*TO DO*
Every line of the data is to be transcribed as it stands.

*LISTED RECORDS*
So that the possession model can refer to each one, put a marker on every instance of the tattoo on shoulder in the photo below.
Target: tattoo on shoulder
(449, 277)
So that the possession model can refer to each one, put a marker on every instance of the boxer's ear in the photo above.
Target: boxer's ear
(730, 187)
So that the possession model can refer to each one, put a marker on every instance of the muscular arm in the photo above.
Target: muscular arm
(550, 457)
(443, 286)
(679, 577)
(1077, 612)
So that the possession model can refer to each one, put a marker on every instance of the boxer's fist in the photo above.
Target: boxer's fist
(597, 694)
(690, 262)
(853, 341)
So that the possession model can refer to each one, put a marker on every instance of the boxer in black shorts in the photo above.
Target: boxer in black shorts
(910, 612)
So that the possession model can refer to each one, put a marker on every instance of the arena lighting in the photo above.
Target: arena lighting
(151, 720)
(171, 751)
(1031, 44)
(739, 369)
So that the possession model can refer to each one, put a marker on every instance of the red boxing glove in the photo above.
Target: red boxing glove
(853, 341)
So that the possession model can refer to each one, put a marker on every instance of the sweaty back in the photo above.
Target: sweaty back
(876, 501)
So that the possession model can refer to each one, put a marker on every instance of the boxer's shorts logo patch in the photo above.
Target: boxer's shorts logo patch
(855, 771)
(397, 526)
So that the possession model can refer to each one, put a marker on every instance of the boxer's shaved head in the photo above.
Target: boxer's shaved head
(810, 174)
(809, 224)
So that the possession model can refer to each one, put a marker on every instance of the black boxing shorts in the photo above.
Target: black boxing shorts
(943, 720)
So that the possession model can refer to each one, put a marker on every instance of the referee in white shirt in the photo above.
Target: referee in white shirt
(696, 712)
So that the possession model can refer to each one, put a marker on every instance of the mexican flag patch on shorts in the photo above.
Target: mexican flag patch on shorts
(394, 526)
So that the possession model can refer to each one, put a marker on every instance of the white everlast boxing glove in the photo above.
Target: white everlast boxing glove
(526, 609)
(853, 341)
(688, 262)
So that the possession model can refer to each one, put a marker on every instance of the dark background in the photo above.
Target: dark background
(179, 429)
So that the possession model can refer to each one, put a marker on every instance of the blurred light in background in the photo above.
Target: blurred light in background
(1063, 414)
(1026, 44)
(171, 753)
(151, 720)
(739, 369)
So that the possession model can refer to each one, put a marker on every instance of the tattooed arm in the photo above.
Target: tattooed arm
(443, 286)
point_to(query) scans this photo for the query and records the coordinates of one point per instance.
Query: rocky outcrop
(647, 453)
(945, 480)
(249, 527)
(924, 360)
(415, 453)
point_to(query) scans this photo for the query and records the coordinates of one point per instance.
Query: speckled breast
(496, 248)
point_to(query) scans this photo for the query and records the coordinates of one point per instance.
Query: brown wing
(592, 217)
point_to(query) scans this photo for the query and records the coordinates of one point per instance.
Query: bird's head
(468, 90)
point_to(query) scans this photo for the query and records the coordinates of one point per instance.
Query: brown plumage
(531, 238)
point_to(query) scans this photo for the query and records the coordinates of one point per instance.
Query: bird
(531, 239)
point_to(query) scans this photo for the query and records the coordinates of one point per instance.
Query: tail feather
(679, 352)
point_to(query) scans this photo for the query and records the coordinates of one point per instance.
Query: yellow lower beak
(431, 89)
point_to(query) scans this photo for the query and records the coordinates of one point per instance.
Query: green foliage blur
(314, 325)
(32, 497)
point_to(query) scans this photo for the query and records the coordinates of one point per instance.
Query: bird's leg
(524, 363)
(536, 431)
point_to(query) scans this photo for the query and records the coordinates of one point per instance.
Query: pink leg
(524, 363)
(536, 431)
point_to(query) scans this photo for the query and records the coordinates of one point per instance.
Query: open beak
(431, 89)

*OUTPUT OF THE TASK*
So that the possession model can refer to each one, put a marker on every instance of the tattoo on shoulder in the photo below.
Target: tattoo on shoulder
(449, 277)
So that the possession model can refer to each one, put a marker on every instance of the boxer's ear in the photo above.
Target: boxer's ear
(730, 187)
So that the possession model can refer to each one, put a marker on every instance of the muscular arm in the photo above.
Target: muscular arm
(550, 457)
(443, 286)
(679, 577)
(1077, 612)
So that the possession model can refer to each one, put a marker on every instance of the boxer's fist in the photo above.
Target: boxer's fist
(597, 694)
(690, 262)
(853, 341)
So that the possession model can refer to each one, put a marker on every instance of the boxer in black shorts in the photo above.
Target: boxer in black shorts
(910, 612)
So that the possession model can refer to each one, put a marker on every instance of the arena lighting in the photo above.
Target: arena lighting
(151, 720)
(171, 751)
(1031, 44)
(739, 369)
So that the possession model can refer to each one, put a marker on every instance of the red boxing glove in the photo above.
Target: red boxing glove
(853, 341)
So that the possession model can refer to each one, put a marker on every instance of the sweaty back in the photo above.
Target: sweaty back
(876, 501)
So that the possession model can refer to each one, put a marker on every instance of the boxer's shorts logo patch in the photo above.
Target: boxer's shorts logo patch
(855, 771)
(397, 526)
So that the possession model can refer to each one, put a marker on every instance of the boxer's shaved head in the photo above.
Target: boxer's shaved head
(810, 174)
(809, 224)
So that the possession model can refer to each one, put a marker on every instance of the black boxing shorts in the photo above.
Target: black boxing shorts
(943, 720)
So that the possession model can refer to each one, put a marker on every instance of the referee in white shirt in the photo above.
Target: referee in white shirt
(696, 712)
So that the possession model can refer to each one, put a marker on every instance of the mexican flag patch on shorts in the photo above.
Target: mexican flag patch on shorts
(394, 526)
So that the possession model can refer to each one, put a marker on every instance of the white everlast boxing glove in the photo above.
Target: white everlast boxing glove
(526, 609)
(853, 341)
(688, 262)
So that the possession model can refer to each one, put a marker on every instance of the dark background in the photo above.
Target: dark background
(179, 429)
So that the possession model can refer to each one, put a marker on every instance of the blurred light in background in the photo above.
Target: blurred light in background
(1063, 414)
(1026, 44)
(171, 753)
(151, 720)
(739, 369)
So that the possession model can refer to each one, put a marker on every instance of the tattooed arm in the photo above.
Target: tattooed arm
(443, 286)
point_to(query) scans this photo for the query and records the coordinates of one point per instance.
Query: rocky outcrop
(647, 453)
(945, 480)
(249, 527)
(924, 360)
(415, 453)
point_to(query) scans this photo for the query and records the coordinates of one point per instance.
Query: speckled breast
(496, 248)
point_to(query) scans this photo for the query and records the coordinates of one point per instance.
Query: brown wing
(592, 217)
point_to(query) scans this photo for the query and records the coordinates of one point per instance.
Query: bird's head
(468, 90)
point_to(query) scans this photo for the query and records the coordinates of one point per instance.
Query: brown plumage
(531, 238)
point_to(query) scans this photo for the query and records the coordinates of one point per instance.
Query: bird
(531, 239)
point_to(query) scans this photo for the query and records the coordinates of one point per instance.
Query: tail feather
(679, 352)
point_to(query) scans this photo for the query and records the coordinates of one point per instance.
Query: yellow lower beak
(431, 89)
point_to(query) scans this photo for the query and records the coordinates of one point per instance.
Query: green foliage blur
(314, 325)
(32, 497)
point_to(query) scans this photo for the query and records the coordinates of one point per instance.
Query: bird's leg
(524, 363)
(536, 431)
point_to(query) scans this photo for the query and records the coordinates of one point per instance.
Query: pink leg
(524, 363)
(536, 431)
point_to(query) scans this photo for the query and records the coordinates of one point per instance.
Query: open beak
(431, 89)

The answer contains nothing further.